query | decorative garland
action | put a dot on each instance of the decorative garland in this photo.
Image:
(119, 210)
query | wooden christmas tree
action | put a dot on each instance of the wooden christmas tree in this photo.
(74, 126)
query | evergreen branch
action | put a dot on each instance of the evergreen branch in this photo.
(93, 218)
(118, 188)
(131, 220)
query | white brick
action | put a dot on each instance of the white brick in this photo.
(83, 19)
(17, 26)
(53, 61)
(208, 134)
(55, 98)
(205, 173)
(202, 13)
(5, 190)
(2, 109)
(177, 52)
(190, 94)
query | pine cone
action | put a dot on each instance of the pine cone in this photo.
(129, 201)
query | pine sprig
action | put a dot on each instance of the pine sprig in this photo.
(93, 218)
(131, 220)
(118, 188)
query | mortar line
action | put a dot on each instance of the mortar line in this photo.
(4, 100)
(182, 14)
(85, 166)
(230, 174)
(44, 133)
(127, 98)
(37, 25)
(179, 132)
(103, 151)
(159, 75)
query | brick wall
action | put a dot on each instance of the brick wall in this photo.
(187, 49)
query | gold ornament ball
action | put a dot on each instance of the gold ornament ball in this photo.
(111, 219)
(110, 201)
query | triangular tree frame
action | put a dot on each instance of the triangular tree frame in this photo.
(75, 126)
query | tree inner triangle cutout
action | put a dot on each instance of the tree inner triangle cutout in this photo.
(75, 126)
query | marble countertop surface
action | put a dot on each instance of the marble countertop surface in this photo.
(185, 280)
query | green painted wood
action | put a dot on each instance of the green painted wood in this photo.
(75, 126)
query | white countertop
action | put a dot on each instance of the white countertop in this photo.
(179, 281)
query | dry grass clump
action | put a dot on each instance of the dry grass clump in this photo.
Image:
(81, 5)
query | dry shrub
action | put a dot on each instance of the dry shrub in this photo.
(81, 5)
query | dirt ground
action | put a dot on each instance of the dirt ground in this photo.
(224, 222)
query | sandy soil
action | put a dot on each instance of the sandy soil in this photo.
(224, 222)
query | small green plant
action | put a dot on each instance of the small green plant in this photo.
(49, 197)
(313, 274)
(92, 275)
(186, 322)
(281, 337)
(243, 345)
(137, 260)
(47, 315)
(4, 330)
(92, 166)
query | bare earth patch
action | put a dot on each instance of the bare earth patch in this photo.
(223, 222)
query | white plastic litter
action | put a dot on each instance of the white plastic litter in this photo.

----------------

## Short exercise
Return, unchanged, each line from the line containing "query | dry shrub" through the last line of the material.

## Full output
query | dry shrub
action | put a dot on each instance of the dry shrub in this photo.
(81, 5)
query | dirt ground
action | put a dot on each instance of the dirt ground in this photo.
(224, 222)
query | sandy soil
action | put a dot on each instance of the sandy soil in this photo.
(224, 222)
query | small green plant
action | put a dot on each instance of the small green plant in this photo.
(49, 197)
(313, 274)
(92, 275)
(186, 322)
(281, 337)
(243, 345)
(137, 260)
(47, 315)
(4, 330)
(92, 166)
query | bare earth patch
action | put a dot on each instance of the bare earth patch in this photo.
(223, 222)
query | white plastic litter
action | put a dot on each instance of the white plastic litter in this photo.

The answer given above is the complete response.